» **Extrait à lire**:
Le nouvel arrêté du Ministère repose sur un avis de l’Anses très discutable.

Le nouvel arrêté de lutte contre le charançon rouge des palmiers (CRP) du ministère de l'Agriculture, en date du 25 juin 2019, repose sur un avis de l’Anses très discutable*. Cela apparaît clairement une nouvelle fois dans la réponse que M. Roger Genet, directeur général de l’Anses, a adressé à Madame le Sénateur Jacky Deromedi.

* Lire notre article précédent sur ce sujet "Commentaires sur le rapport de l’Anses concernant les stratégies de lutte contre le charançon rouge du palmier"

 

1. Le DG de l’Anses prétend que son agence a évalué « scientifiquement » les différentes stratégies de lutte contre le CRP.

Les experts de l’Anses ont évalué scientifiquement les différentes stratégies de lutte mais de manière essentiellement théorique et par ailleurs dans le cadre d’une démarche méthodologique fondamentalement imparfaite.

En effet, la démarche dite de gestion intégrée des ravageurs, démarche qui, depuis plus de dix ans, est d’ailleurs devenue obligatoire, ne structure à aucun moment leur analyse. En conséquence, la prévention, base de cette démarche et qui dans le cas du CRP signifie la détection précoce des palmiers infestés afin de procéder à leur assainissement et éviter la multiplication et la dispersion du ravageur est totalement absente de leur rapport ! C’est pourtant un aspect dont l’importance est soulignée dans les rapports de la FAO sur lesquels les experts de l’Anses assurent appuyer leurs conclusions. L’absence complète de référence à la détection précoce explique aussi qu’ils n’abordent jamais la question des traitements en relation avec le contrôle des populations de CRP. En conséquence, leur évaluation des traitements, en particulier sur les palmiers infestés, même si elle reposait sur des données expérimentales serait très limitée. En effet, à quoi sert-il par exemple d’abattre un palmier infesté quand il a déjà relâché tous les CRP qu’il contenait ?

Quant aux paramètres utilisés par les experts pour comparer les stratégies, les valeurs qu’ils leur ont attribuées sont passablement arbitraires, en particulier sur un point essentiel, l’efficacité des traitements. La littérature scientifique et technique qu’ils ont exploitée ne contenait en effet aucune donnée expérimentale sur ce point, comme ils le reconnaissent eux-mêmes. Par contre ils ont ignoré des articles, dont certains bien connus, qui fournissent des résultats sur cette question, et ils n’ont pas cherché à connaître les résultats pourtant obtenus à grande échelle par la Cavem.

» **Segment de données**:
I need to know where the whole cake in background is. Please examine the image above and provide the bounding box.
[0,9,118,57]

» **Liste des tâches**:
1/ Dans l'extrait sur la lutte contre le charançon rouge des palmiers, de quelle date est le nouvel arrêté du ministère de l'Agriculture ?
2/ Poursuivez l'extrait sur la lutte contre le charançon rouge des palmiers à partir de sa dernière phrase.
Les données n'ont aucun rôle dans ces consignes.

» **Réponses attendues**:
1/ Du 25 juin 2019.

2/
Leur évaluation constitue un bel exercice de style mais aurait dû les amener à se montrer extrêmement prudent dans leurs conclusions. En fait, dans l’incapacité de fonder leur analyse sur des données réelles, ils auraient dû reconnaître qu’ils n’étaient pas en mesure de fournir un avis. Cela n’a rien d’infamant et c’est au contraire à l’honneur de scientifiques de reconnaître que bien souvent, faute de données, ils ne sont pas en mesure de répondre aux questions que leur pose la société.

 

2. Le DG de l’Anses prétend que son agence a démontré que « l’éradication n'est plus considérée comme possible en raison du coût économique qu’impliqueraient les ressources à mobiliser ».

Dans l’avis de l’Anses, les experts de l’Anses affirment de manière péremptoire et à plusieurs reprises avoir démontré que l’éradication serait impossible en zone méditerranéenne. En fait, cette démonstration n’existe à aucun moment dans leur rapport ! Ce qu’il présente comme la conclusion d’une analyse rationnellement fondée n’est en fait qu’une hypothèse a priori dont ils n’ont été nullement en mesure de fournir la validité scientifique.

 

3. Le DG de l’Anses prétend que considérer que l’éradication n’est plus possible en zone méditerranéenne est « en cohérence » avec les documents diffusés par la FAO à l’issue de la réunion de Rome en mars en 2017.

Dans aucun des deux documents de la FAO consultés par les experts de l’Anses, il n’est proposé d’autre option que l’éradication en appliquant des mesures sur l’ensemble des zones infestées, soit un objectif et une démarche totalement à l’opposé de ceux de l’Anses. La cohérence invoquée par le DG de l’Anses n’a aucun fondement.

Les experts de l’Anses dans leur rapport, comme le DG de l’Anses dans son courrier, attachent beaucoup d’importance à affirmer que leur conclusion sur l’impossibilité de l’éradication est cohérente avec celle de la FAO. Pour tenter de justifier cette affirmation, ils ne retiennent des rapports qu’ils ont consultés et dont les titres et le contenu n’évoquent pourtant d’autres options que l’éradication, qu’un seul passage. Celui-ci présente trois scénarios de lutte contre le CRP qu’ils interprètent en commettant un contresens évident.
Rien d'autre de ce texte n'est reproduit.